WORK INSTRUCTIONS: Count the lines in the records below that contain the string "skyscraper". Reply with only the number.

§ §

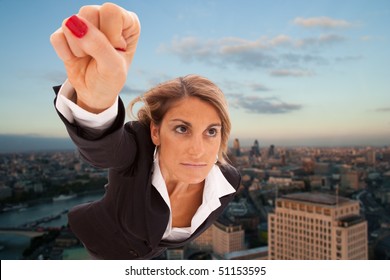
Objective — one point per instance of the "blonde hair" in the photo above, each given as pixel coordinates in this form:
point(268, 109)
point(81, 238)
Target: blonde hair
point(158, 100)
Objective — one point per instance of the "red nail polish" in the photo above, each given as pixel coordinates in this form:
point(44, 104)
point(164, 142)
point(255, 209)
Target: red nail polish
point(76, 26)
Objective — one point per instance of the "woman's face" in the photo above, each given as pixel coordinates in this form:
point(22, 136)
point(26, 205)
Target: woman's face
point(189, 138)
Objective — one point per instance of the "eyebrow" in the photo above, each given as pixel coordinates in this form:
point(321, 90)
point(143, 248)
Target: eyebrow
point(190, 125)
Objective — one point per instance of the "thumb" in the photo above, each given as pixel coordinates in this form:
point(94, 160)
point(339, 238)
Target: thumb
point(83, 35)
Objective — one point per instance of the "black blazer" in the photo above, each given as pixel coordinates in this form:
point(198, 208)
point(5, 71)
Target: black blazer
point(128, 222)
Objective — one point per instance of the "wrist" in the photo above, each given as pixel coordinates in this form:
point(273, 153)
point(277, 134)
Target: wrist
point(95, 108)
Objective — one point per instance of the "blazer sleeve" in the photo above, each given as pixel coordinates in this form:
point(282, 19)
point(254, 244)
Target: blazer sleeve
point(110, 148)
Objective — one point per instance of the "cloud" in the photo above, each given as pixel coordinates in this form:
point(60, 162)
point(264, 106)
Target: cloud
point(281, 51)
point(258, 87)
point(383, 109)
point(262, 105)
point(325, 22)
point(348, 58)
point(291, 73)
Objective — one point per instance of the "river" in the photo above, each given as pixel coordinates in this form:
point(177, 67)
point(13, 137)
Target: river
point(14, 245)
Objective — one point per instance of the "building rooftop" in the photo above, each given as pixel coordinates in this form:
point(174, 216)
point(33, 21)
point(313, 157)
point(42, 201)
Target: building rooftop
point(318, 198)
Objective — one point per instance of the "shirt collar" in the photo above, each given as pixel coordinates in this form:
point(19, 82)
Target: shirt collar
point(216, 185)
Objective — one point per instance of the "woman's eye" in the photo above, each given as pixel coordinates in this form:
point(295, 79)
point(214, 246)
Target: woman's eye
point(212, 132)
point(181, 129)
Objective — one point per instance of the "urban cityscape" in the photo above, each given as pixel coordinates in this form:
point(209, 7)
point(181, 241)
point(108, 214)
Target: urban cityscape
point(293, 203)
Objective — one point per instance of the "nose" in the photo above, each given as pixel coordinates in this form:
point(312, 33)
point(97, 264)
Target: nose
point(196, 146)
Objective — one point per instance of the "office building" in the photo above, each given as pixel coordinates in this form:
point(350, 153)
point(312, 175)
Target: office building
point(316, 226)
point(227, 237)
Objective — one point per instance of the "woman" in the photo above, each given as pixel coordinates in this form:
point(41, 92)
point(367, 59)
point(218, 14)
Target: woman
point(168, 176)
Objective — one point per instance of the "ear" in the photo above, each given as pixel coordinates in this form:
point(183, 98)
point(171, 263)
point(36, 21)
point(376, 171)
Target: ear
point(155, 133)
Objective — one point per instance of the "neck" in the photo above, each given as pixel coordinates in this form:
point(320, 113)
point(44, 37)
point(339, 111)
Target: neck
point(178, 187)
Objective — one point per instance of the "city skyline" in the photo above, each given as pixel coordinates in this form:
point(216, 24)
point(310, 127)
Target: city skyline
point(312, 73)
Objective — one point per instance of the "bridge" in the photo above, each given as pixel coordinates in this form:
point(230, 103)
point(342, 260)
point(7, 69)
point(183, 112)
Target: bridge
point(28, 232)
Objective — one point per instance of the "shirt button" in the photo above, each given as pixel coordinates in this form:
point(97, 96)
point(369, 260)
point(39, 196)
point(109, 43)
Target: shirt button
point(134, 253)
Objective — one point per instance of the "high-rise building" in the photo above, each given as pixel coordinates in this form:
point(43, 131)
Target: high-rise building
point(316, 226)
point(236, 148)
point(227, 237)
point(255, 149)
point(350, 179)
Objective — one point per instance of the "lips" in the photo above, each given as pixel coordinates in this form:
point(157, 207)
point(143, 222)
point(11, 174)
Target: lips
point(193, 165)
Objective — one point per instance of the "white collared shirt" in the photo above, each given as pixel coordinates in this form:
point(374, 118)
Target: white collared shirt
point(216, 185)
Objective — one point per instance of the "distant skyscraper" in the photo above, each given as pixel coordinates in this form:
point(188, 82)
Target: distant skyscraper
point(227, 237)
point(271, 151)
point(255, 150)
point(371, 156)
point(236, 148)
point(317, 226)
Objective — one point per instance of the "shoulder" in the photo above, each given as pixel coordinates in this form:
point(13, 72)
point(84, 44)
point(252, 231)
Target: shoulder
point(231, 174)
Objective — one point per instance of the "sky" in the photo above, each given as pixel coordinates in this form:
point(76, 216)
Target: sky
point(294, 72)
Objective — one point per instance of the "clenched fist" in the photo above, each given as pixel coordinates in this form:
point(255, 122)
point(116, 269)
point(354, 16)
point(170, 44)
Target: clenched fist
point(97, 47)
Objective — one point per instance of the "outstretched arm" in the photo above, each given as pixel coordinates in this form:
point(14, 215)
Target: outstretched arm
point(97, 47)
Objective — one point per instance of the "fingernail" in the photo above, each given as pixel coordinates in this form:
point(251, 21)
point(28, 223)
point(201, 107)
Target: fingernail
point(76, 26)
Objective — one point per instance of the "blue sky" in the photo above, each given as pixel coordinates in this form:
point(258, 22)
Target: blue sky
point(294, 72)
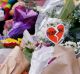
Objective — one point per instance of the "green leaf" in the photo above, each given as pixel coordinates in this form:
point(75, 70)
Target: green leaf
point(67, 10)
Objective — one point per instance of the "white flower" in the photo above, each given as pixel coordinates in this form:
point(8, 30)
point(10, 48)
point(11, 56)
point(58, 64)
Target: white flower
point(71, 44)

§ §

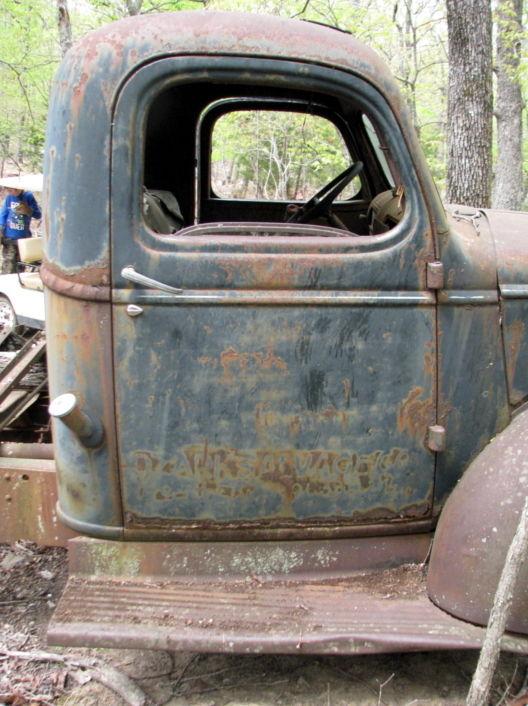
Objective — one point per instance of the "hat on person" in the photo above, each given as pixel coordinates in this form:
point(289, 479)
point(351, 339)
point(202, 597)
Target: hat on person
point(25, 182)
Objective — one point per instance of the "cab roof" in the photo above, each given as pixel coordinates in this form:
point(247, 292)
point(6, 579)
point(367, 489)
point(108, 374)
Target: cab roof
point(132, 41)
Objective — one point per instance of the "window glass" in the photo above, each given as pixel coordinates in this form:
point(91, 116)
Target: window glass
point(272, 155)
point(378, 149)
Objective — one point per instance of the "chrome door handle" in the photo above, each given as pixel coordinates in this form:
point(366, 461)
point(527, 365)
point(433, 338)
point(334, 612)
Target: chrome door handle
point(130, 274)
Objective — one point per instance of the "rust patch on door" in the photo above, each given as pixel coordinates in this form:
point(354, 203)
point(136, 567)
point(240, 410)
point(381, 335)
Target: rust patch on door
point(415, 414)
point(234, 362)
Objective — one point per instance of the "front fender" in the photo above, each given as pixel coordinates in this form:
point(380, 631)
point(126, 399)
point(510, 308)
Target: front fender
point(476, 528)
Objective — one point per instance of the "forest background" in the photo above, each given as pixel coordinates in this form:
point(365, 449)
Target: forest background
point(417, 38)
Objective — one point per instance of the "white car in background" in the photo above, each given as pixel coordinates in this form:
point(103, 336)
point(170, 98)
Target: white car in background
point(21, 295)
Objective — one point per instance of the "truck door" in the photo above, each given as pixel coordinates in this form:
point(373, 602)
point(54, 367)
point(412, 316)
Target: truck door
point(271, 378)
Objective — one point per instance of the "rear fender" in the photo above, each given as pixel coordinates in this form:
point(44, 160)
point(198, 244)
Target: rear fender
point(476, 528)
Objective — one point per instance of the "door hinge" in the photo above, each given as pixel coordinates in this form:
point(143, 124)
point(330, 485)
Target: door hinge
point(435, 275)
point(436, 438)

§ §

SOLUTION FOR THIS EXERCISE: 2